┏━━

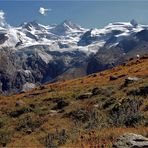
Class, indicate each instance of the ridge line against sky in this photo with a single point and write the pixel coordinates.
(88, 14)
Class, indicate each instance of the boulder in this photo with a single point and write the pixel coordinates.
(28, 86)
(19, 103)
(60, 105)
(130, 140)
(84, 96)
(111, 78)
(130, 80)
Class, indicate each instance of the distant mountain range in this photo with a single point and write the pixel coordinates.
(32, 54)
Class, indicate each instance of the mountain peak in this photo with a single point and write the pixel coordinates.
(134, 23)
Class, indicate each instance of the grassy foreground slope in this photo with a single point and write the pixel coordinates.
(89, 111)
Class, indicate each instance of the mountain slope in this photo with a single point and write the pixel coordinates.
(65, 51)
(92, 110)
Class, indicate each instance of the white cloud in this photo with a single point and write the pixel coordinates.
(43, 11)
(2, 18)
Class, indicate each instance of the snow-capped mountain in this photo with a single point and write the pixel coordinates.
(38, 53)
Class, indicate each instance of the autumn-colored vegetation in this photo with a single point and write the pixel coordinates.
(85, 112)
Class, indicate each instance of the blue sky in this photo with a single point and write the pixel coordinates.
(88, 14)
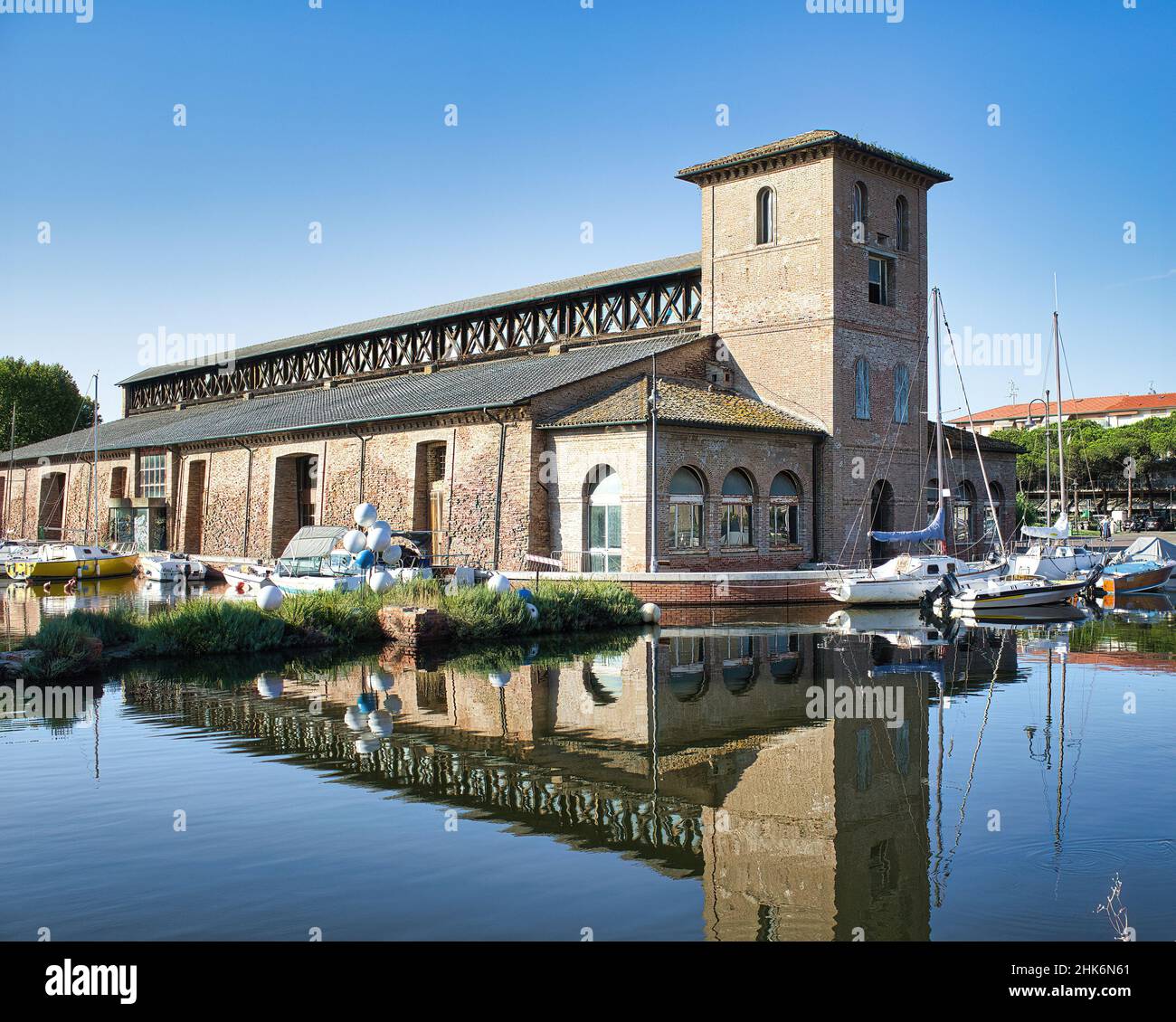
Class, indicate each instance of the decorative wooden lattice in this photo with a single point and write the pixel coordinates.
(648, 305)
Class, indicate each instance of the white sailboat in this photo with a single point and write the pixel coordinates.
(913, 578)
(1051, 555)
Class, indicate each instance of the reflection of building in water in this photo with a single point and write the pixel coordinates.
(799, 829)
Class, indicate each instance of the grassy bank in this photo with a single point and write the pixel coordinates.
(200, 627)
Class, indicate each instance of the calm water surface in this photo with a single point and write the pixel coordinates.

┗━━

Job
Everything from the line containing "Class, indicate each instance of the snow-capped" to the last line of the listing above must be reproduced exactly, with no pictures included.

Result below
Class, indicate each instance of the snow-capped mountain in this photo with a single point and write the pixel coordinates.
(38, 53)
Class, indicate each instance of the autumn-colored vegetation in this photo with a single point and write the pixel coordinates.
(85, 112)
Class, indicate each instance of the blue sky in this photo with a single point and write the pixel coordinates.
(88, 14)
Class, indicate each instance of the decorative wooden lattice in this photo with a single point and write the pixel coordinates.
(648, 305)
Class, indicate each instance of the white sailboat in this photo with a single point and write the pixel coordinates.
(913, 578)
(1051, 555)
Class, indicate each instance of the reflection of building in water in this photo with a single point and write the pixel coordinates.
(799, 829)
Class, indicate each instance of the grassy bank in this photo with a single point and write the pixel coordinates.
(200, 627)
Class, indicate each instance of the calm water surface in this photo with a single point and write the pixel coordinates.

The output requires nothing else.